Document segment:
<<<<
(Re)construction
There’s a lot of talk these days about deconstruction. I’m often asked how I approach deconstructing my students’ beliefs in the classroom; it’s typically a given not only that I do it but that I ought to do it, that it’s part of my job description.
I do not deconstruct what my students come into my class believing. I don’t as a point of fact and I don’t on principle. Why?
Not because my students lack beliefs worth giving up (which, by the way, we all do, all the time). I’ve written elsewhere about what I call theological demons that demand exorcising in this generation of Bible-belt students. So it’s true in one sense that I identify and criticize particular beliefs that (I am explicit) I want my students to reject.
>>>>
Records supplied:
<<<<
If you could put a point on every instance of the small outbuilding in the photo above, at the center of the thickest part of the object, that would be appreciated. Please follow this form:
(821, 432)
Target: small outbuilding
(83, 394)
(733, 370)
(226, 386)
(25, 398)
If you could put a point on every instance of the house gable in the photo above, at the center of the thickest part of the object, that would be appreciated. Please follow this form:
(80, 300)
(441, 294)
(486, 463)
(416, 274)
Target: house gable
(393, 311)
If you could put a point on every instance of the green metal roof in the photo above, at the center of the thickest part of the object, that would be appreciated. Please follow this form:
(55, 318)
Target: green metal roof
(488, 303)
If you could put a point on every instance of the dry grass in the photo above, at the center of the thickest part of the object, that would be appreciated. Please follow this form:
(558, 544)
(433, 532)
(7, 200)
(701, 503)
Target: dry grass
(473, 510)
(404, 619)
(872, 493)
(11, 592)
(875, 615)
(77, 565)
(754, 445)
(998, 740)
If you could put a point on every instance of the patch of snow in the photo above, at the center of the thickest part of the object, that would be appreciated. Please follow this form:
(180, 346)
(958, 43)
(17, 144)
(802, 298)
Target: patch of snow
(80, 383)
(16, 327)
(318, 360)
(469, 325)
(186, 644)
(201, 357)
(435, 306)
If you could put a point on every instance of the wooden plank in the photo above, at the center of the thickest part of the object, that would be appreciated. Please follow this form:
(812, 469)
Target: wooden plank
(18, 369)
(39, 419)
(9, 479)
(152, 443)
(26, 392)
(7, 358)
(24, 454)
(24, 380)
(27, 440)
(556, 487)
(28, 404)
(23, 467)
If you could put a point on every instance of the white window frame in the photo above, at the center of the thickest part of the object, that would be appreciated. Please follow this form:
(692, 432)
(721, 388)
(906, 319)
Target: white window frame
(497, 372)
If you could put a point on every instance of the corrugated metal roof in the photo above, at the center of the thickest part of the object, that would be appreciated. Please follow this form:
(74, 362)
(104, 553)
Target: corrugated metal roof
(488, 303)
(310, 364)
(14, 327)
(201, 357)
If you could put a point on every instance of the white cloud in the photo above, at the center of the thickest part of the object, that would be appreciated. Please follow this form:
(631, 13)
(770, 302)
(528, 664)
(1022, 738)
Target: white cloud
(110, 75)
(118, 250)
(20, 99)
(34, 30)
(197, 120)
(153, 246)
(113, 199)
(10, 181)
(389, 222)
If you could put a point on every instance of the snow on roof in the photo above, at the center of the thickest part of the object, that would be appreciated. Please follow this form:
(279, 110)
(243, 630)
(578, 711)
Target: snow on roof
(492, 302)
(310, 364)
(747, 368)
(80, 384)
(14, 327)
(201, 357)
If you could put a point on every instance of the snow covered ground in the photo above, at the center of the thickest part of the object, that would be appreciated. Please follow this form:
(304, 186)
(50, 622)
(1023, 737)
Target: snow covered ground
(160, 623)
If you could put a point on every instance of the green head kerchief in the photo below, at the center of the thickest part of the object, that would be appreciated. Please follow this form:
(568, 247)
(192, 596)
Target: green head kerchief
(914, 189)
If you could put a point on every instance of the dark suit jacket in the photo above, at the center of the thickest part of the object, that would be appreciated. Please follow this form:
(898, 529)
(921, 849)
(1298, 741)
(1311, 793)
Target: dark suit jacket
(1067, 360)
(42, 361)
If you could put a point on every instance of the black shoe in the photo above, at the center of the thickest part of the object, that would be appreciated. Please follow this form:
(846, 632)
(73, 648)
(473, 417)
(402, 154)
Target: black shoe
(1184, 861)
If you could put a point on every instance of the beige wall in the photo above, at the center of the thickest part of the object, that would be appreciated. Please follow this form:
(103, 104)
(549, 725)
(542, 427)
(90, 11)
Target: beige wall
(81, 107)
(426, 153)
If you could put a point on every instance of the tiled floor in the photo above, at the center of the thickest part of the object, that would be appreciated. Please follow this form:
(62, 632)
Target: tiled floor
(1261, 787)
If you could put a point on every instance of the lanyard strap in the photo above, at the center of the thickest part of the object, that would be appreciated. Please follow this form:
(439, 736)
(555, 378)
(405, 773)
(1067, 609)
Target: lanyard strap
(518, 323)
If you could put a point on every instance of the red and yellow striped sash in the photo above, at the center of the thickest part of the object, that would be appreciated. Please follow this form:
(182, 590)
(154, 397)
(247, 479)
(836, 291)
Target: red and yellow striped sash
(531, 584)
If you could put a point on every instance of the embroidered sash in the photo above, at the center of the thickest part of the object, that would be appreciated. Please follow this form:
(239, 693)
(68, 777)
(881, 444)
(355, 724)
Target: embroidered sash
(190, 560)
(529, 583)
>>>>
Things to do:
**A)** Say whether each statement agrees with the essay on deconstruction. Answer yes or no for each, and quote the words from the essay that decide it.
(i) The writer deconstructs the beliefs students bring into class.
(ii) The writer has written elsewhere about theological demons.
(iii) The writer is explicit about which beliefs students should reject.
**B)** Answer these questions from the essay on deconstruction.
(i) What is the writer often asked about?
(ii) Which students does the writer say have theological demons that demand exorcising?
(iii) On what two grounds does the writer refuse to deconstruct students' beliefs?
**C)** Resume the essay on deconstruction after its last sentence and keep writing it.

Results:
**A)**
(i) No: "I do not deconstruct what my students come into my class believing."
(ii) Yes: "I’ve written elsewhere about what I call theological demons"
(iii) Yes: "particular beliefs that (I am explicit) I want my students to reject"

**B)**
(i) How the writer approaches deconstructing students' beliefs in the classroom.
(ii) This generation of Bible-belt students.
(iii) As a point of fact and on principle.

**C)**
But that isn’t what people mean by deconstruction, either in form or in content. The form is the thing: deconstruction is a style. Deconstruction is a mode of being, a moral, social, and spiritual habitation in which to dwell, for a time or indefinitely. Deconstruction says: I’m unlearning all that I ever thought I knew—usually about the Bible, Christian teaching, Jesus, faith, or some charged element therein. Deconstruction in the imperative says: You must unlearn what you have learned. And what you have learned, you learned from an authority in your life, namely a parent, a pastor, a church, a school, a mentor, a sibling, an aunt, a grandmother, a coach, a friend. Which means, at least as the message is received, that you must unbind yourself from the wisdom of such authorities; you must accept me, your teacher, as an authority above your inherited authorities, and defer to my learning over theirs.
This, as I hope is evident, is foolish, self-serving, and manipulative pedagogy. But it is the regnant pedagogical mode not only for professors but for every would-be influencer, life coach, self-help writer, and podcaster on the market, doubly so if they purport to be an expert on matters spiritual. And the content (i.e., the catechesis) matches the form (i.e., the pedagogy): nothing concrete whatsoever. Generic therapeutic self-affirmation clothed in whatever the latest HR-approved, capital-appropriated progressive cause happens to be. Goop gone wild; woke goop. De-toxined crystals against toxic positivity, VR social justice in the metaverse, and oh by the way click here for your subscription to the weekly newsletter from Deconstruction, Inc, it’s only $39.99/month.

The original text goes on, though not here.